## Selected passage
......

Monday, January 19, 2009

I Persevere...


Well, the hordes of hell were let loose on me today...left, right, and center...I liken it to a plague of locusts infiltrating every space available to swarm around your person and nip at your being - foul creatures! (Just to clarify, I have never been swarmed by locusts, I just imagine it would be like what I wrote...probably worse.) Of course, I immediately engaged in a spiritual battle, but it was like I was speaking forth sparks that only added to the fiery coals that were singeing me. On days like this, I long for a prayer partner. I have not had a prayer partner for about 6 years now and I miss it.

That aside, I persevere.

The interesting thing about this attack is that it is a familiar one.

Have you ever had one of those? You have conquered a mountain and days, weeks, months later (maybe even years later) the enemy of your soul rears his ugly head as if to just remind you of his presence. Perhaps I have let my guard down. Perhaps the Lord is trying to get my attention. Or...perhaps it is both ...or something else.

......

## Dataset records
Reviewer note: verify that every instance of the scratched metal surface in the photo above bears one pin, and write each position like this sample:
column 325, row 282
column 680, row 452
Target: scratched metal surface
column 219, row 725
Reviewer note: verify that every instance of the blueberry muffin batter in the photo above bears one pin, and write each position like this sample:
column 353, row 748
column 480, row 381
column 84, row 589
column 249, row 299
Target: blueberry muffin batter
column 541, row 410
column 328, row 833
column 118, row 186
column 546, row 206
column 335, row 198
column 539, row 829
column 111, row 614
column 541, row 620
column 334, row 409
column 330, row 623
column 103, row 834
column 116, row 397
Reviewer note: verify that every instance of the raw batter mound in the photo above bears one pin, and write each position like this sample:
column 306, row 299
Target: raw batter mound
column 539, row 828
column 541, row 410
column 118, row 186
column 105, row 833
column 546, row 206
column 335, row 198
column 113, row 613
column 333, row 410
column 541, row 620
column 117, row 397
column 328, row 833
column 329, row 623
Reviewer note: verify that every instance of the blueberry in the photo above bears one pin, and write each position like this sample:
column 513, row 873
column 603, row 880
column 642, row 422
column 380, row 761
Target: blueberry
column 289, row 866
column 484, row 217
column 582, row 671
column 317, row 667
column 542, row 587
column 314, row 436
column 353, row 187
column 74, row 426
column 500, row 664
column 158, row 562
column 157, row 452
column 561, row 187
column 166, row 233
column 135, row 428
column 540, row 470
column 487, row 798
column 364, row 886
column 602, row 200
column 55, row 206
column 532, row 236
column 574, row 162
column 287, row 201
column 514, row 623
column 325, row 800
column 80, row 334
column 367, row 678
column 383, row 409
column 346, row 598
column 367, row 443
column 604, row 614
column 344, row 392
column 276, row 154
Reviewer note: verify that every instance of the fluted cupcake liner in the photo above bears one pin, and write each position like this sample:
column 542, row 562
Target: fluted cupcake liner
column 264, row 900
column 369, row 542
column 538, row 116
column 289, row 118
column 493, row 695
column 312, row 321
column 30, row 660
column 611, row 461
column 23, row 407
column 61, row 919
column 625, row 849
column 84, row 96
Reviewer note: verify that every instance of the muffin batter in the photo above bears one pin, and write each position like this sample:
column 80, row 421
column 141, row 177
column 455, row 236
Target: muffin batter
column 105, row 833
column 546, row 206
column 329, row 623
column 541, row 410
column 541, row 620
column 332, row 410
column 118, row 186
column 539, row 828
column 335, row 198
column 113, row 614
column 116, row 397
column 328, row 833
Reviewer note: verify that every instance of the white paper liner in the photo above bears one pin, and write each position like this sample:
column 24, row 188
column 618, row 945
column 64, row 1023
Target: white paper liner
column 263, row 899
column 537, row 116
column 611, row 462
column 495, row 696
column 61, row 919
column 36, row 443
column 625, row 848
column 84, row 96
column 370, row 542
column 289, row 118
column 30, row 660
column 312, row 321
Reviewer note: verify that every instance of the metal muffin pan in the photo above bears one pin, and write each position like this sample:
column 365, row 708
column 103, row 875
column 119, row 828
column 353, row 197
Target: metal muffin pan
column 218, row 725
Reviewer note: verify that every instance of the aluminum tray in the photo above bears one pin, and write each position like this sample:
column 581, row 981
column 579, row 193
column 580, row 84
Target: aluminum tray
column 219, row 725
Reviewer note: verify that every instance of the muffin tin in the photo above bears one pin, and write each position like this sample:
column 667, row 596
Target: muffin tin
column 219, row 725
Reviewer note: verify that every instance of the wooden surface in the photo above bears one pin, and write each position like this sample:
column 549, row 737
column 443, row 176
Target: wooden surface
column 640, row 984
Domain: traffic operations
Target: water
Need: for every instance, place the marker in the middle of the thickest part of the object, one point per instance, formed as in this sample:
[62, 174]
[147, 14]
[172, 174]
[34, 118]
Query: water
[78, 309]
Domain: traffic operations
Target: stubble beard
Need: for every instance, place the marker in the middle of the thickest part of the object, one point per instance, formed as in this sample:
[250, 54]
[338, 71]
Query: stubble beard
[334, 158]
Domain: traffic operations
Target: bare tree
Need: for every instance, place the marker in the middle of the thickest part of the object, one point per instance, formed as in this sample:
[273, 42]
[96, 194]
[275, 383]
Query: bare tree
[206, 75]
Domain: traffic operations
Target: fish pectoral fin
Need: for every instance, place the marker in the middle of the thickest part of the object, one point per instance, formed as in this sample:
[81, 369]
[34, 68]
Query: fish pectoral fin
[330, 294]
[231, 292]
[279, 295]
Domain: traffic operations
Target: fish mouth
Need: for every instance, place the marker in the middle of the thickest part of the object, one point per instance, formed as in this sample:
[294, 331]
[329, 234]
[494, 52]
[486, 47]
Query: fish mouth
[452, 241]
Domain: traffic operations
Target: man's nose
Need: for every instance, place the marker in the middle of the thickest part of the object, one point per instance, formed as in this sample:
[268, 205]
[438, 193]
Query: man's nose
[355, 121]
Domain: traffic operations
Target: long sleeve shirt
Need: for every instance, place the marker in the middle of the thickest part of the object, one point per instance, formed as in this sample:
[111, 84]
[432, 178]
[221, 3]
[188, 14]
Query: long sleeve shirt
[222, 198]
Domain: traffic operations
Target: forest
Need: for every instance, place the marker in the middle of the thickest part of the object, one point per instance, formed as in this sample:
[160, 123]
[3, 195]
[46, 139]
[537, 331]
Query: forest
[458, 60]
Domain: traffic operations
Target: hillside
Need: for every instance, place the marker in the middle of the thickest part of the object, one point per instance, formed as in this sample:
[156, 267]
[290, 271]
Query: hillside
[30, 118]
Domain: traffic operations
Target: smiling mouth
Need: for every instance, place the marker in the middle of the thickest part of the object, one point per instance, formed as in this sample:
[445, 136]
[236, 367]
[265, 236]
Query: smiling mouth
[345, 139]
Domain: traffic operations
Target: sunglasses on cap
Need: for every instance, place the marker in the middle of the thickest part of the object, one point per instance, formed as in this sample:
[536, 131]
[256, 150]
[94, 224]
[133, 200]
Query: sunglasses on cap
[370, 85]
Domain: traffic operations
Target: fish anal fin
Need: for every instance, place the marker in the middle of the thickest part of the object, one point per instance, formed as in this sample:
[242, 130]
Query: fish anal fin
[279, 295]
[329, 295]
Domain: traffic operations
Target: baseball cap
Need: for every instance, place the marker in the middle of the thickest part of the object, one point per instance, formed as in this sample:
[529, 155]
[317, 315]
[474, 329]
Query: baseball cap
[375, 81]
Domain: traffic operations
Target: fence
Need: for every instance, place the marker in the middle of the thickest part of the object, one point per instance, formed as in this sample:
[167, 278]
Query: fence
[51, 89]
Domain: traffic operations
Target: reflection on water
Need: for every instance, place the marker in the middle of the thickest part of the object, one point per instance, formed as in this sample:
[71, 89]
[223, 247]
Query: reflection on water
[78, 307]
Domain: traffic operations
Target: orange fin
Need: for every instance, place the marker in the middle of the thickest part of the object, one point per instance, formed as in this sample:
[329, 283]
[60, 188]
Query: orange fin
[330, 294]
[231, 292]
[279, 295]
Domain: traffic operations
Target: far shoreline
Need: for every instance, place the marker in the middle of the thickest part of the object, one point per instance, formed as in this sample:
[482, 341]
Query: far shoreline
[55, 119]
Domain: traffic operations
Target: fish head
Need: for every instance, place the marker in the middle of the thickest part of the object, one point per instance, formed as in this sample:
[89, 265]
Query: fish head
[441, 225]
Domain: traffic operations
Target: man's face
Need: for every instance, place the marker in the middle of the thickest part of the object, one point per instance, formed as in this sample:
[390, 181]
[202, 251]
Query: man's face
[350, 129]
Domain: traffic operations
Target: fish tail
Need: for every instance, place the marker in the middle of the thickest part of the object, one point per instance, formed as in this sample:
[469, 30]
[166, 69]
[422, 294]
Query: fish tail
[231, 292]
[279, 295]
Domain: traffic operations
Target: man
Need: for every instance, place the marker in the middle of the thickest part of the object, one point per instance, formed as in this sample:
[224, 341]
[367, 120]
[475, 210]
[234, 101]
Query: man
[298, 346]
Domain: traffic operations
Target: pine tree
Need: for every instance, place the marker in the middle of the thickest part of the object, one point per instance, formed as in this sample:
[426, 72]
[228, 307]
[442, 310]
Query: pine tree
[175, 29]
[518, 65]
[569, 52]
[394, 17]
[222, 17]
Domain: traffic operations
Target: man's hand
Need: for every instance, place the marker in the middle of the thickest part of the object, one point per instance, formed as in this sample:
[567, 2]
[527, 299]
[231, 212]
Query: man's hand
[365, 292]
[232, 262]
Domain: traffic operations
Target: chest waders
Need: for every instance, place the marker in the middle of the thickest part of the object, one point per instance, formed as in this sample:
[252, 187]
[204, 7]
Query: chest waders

......

## To-do list
[a] Translate this sentence from the blog post into Spanish: "On days like this, I long for a prayer partner."
[b] From the blog post, reproduce the part that opens with the words containing "I Persevere..." and closes with "aside, I persevere.", switching "locusts" to "hornets".
[c] List every unit of time named in the blog post's sentence that begins "You have conquered a mountain".
Nothing in the records is needed for this work.

## Final results
[a] En días como este, anhelo tener un compañero de oración.

[b]
I Persevere...


Well, the hordes of hell were let loose on me today...left, right, and center...I liken it to a plague of hornets infiltrating every space available to swarm around your person and nip at your being - foul creatures! (Just to clarify, I have never been swarmed by hornets, I just imagine it would be like what I wrote...probably worse.) Of course, I immediately engaged in a spiritual battle, but it was like I was speaking forth sparks that only added to the fiery coals that were singeing me. On days like this, I long for a prayer partner. I have not had a prayer partner for about 6 years now and I miss it.

That aside, I persevere.

[c] days, weeks, months, years